Exercise brief
Write out the material below word for word.

(Stored material)
- - -

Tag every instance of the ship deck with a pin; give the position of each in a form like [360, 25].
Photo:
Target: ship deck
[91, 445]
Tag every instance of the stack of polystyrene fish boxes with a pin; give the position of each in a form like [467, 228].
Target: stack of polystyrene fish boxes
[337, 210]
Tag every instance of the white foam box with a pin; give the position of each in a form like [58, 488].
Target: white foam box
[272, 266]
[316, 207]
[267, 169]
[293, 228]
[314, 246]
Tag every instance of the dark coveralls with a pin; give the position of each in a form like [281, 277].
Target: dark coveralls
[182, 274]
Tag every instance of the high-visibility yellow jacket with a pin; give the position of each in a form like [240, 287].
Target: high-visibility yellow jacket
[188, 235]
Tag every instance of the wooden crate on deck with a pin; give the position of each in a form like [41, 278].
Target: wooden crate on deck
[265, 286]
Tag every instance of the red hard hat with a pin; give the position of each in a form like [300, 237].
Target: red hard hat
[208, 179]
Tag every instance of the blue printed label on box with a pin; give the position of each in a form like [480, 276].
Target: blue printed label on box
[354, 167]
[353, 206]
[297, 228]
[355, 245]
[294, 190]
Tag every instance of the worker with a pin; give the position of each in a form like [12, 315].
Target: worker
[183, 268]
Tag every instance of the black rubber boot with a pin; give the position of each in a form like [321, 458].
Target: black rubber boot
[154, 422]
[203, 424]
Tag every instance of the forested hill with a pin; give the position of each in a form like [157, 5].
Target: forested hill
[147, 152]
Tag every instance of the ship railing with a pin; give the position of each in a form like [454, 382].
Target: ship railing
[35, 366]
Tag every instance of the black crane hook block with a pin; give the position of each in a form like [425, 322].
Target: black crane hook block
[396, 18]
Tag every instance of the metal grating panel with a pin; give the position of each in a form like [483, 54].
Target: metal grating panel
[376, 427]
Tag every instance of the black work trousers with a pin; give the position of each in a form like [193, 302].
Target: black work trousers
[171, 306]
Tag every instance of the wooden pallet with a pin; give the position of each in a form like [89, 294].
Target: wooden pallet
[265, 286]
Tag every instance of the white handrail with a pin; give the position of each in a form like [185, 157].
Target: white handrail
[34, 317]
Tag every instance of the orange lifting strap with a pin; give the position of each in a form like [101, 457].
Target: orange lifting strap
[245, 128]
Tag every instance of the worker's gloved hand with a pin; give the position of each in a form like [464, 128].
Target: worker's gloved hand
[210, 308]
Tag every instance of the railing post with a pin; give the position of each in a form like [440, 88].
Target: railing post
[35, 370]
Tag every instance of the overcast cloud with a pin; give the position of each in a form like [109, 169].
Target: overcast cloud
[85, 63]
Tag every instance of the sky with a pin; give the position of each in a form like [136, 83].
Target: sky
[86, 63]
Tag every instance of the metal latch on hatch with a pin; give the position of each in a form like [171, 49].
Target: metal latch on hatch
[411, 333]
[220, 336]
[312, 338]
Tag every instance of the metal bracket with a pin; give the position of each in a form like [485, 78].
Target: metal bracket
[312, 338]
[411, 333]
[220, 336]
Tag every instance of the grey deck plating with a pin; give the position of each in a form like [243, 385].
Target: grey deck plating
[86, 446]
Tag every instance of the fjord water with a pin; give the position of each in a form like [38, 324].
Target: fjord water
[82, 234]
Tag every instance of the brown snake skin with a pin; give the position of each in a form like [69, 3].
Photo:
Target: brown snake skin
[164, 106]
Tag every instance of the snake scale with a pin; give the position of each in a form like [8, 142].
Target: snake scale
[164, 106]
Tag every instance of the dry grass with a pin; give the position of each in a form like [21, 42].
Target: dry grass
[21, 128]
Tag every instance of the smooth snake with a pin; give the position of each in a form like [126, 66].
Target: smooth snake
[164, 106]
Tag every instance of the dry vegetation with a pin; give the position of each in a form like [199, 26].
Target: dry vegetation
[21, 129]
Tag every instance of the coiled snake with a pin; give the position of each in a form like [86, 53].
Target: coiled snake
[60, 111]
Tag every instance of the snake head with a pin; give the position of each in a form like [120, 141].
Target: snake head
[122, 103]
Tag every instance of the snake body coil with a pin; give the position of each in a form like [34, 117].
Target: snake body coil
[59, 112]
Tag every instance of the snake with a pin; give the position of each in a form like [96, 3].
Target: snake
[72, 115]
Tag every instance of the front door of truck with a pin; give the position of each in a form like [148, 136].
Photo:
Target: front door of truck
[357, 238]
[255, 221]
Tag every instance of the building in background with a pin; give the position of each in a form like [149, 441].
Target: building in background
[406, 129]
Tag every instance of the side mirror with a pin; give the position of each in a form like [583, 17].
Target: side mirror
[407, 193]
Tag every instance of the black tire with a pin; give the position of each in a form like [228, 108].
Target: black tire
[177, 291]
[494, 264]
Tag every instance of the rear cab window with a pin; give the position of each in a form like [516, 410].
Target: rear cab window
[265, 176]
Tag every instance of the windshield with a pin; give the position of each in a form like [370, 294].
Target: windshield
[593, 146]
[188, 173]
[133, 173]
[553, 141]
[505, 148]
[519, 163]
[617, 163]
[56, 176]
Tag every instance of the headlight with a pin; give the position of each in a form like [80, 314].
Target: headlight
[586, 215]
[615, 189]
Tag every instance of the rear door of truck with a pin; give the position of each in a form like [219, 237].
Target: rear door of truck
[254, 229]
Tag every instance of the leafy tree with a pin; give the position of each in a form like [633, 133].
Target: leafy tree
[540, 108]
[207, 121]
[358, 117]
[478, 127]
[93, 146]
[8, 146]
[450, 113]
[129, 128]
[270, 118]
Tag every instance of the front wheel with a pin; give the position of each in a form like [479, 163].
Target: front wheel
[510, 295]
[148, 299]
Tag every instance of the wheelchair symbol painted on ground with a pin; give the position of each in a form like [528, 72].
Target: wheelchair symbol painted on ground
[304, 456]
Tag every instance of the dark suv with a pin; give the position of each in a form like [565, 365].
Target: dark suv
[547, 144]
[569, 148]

- - -

Answer to this exercise
Tag every instance of the ship deck with a pin; give the position of each in a form like [360, 25].
Photo:
Target: ship deck
[91, 445]
Tag every instance of the stack of polystyrene fish boxes with a pin; give the position of each in a form like [467, 228].
Target: stack of polystyrene fish boxes
[337, 210]
Tag every instance of the white foam box with a pin; give the position of each in a form like [58, 488].
Target: white foam box
[272, 266]
[316, 207]
[267, 169]
[293, 228]
[314, 246]
Tag every instance of the dark coveralls with a pin; give the position of each in a form like [281, 277].
Target: dark coveralls
[182, 274]
Tag every instance of the high-visibility yellow jacket with a pin; give the position of each in a form like [240, 287].
Target: high-visibility yellow jacket
[188, 235]
Tag every instance of the wooden crate on deck with a pin; give the position of each in a form like [41, 278].
Target: wooden crate on deck
[265, 286]
Tag every instance of the red hard hat with a pin; give the position of each in a form like [300, 237].
Target: red hard hat
[208, 179]
Tag every instance of the blue printed label on box with a pin; give the position of each in a form like [480, 276].
Target: blue printed label on box
[354, 167]
[353, 206]
[297, 228]
[355, 245]
[294, 190]
Tag every instance of the worker with a pin; give the position of each in a form like [12, 315].
Target: worker
[183, 268]
Tag every instance of the black rubber boot with a pin; give the position of each in a form like [321, 458].
Target: black rubber boot
[154, 422]
[203, 424]
Tag every instance of the forested hill with a pin; give the position of each in a form like [157, 5].
Target: forested hill
[147, 152]
Tag every instance of the ship railing with a pin; give the position of each in a form like [454, 382].
Target: ship railing
[35, 366]
Tag every instance of the black crane hook block with a pin; give the position of each in a form like [425, 322].
Target: black crane hook block
[396, 18]
Tag every instance of the metal grating panel with a pin; give the position of each in a form like [483, 54].
Target: metal grating panel
[376, 427]
Tag every instance of the black work trousers with a pin; give the position of each in a form like [193, 302].
Target: black work trousers
[171, 306]
Tag every instance of the wooden pallet with a pin; give the position of each in a form like [89, 294].
Target: wooden pallet
[265, 286]
Tag every instance of the white handrail with a pin; give the position of each in a form like [185, 157].
Target: white handrail
[34, 317]
Tag every instance of the orange lifting strap with a pin; give the position of each in a form like [101, 457].
Target: orange lifting strap
[245, 128]
Tag every instance of the worker's gloved hand with a pin; give the position of each in a form like [464, 128].
Target: worker's gloved hand
[210, 308]
Tag every instance of the railing post with a pin; give the position of each in a form like [440, 88].
Target: railing post
[35, 370]
Tag every instance of the overcast cloud with a pin; give the position of each in a form like [109, 169].
Target: overcast cloud
[85, 63]
Tag every instance of the sky with a pin; give the position of each in a form like [136, 83].
Target: sky
[86, 63]
Tag every instance of the metal latch on hatch with a pin; give the position of each in a form like [171, 49].
Target: metal latch on hatch
[411, 333]
[220, 336]
[312, 338]
Tag every instance of the metal bracket with a pin; give the position of each in a form like [485, 78].
Target: metal bracket
[312, 338]
[411, 333]
[220, 336]
Tag every instance of the grey deck plating with a pin; give the position of each in a form like [243, 385].
Target: grey deck plating
[86, 446]
Tag every instance of the fjord water with a pin; give the position of each in a form like [38, 324].
Target: fjord water
[82, 234]
Tag every instance of the brown snake skin with a pin; give the position of each in a form like [69, 3].
Photo:
Target: brown snake skin
[164, 106]
Tag every instance of the snake scale with a pin; give the position of each in a form like [8, 142].
Target: snake scale
[164, 106]
Tag every instance of the dry grass with a pin; give the position of each in a form like [21, 42].
Target: dry grass
[21, 128]
Tag every instance of the smooth snake with a pin; give the position of each in a form like [126, 66].
Target: smooth snake
[164, 106]
Tag every instance of the dry vegetation with a pin; give the position of each in a form like [199, 26].
Target: dry vegetation
[21, 129]
Tag every instance of the coiled snake with a pin; give the position of each in a form like [86, 53].
Target: coiled snake
[60, 111]
Tag every instance of the snake head with a pin; give the position of each in a form like [120, 141].
Target: snake head
[122, 103]
Tag every instance of the snake body coil with a pin; give the position of each in a form like [34, 117].
Target: snake body coil
[59, 112]
Tag every instance of the snake with a pin; give the position of each in a form like [96, 3].
Target: snake
[72, 115]
Tag every instance of the front door of truck with a pin; give the position of each in a form like [148, 136].
Photo:
Target: front door of truck
[357, 238]
[255, 221]
Tag every instance of the building in background with a pin; give the position of each in a form like [149, 441].
Target: building in background
[406, 129]
Tag every instance of the side mirror with a pin; give the position of each in a form like [583, 17].
Target: side mirror
[407, 193]
Tag every instance of the black tire with a pin; give the position of each in a form like [228, 108].
Target: black tire
[177, 291]
[494, 264]
Tag every instance of the rear cab window with a pin; give the position of each in a form like [516, 410].
Target: rear cab window
[265, 176]
Tag every instance of the windshield with a pin; give the position of each in a form like [370, 294].
Target: windshield
[593, 146]
[188, 173]
[133, 173]
[553, 141]
[505, 148]
[519, 163]
[617, 163]
[56, 176]
Tag every instance of the headlight with a pin; give the position of each in a form like [80, 314].
Target: headlight
[586, 215]
[615, 189]
Tag every instance of the rear door of truck with a pin; give the position of each in a form like [219, 237].
Target: rear door of truck
[254, 229]
Tag every instance of the leafy tree with a pin; give the position of each in a form like [633, 133].
Target: leafy tree
[540, 108]
[207, 121]
[358, 117]
[478, 127]
[93, 146]
[8, 146]
[450, 113]
[129, 128]
[270, 118]
Tag every instance of the front wheel with a pin; give the position of each in a form like [479, 163].
Target: front wheel
[510, 295]
[148, 299]
Tag every instance of the wheelchair symbol painted on ground with a pin; give the position of each in a form like [528, 72].
Target: wheelchair symbol painted on ground
[304, 456]
Tag every instance of the dark suv with a pin; give the position of each in a form like [565, 365].
Target: dark suv
[547, 144]
[569, 148]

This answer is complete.